### [EXERCISE REQUIREMENTS]
Which lines in the data below contain the word "white"? Return each of them.

▬▬▬▬▬▬

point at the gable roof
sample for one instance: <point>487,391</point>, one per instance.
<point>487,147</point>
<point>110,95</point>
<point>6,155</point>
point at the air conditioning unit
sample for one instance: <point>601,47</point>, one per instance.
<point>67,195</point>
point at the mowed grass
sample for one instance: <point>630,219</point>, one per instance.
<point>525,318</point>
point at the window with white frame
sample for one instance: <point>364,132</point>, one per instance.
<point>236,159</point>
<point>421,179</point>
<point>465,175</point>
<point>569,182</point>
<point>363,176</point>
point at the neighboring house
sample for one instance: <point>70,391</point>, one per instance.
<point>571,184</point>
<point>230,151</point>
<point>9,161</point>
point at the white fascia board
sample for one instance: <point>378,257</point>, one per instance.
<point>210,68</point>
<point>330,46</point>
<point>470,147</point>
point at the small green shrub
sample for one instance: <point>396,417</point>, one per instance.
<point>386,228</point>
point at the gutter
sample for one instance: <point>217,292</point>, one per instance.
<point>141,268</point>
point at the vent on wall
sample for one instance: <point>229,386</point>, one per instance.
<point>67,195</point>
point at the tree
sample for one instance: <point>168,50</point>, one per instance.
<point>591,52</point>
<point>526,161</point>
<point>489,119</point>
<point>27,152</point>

▬▬▬▬▬▬

### [RESPONSE TO THIS EXERCISE]
point at the window with white frame
point at the white fascia board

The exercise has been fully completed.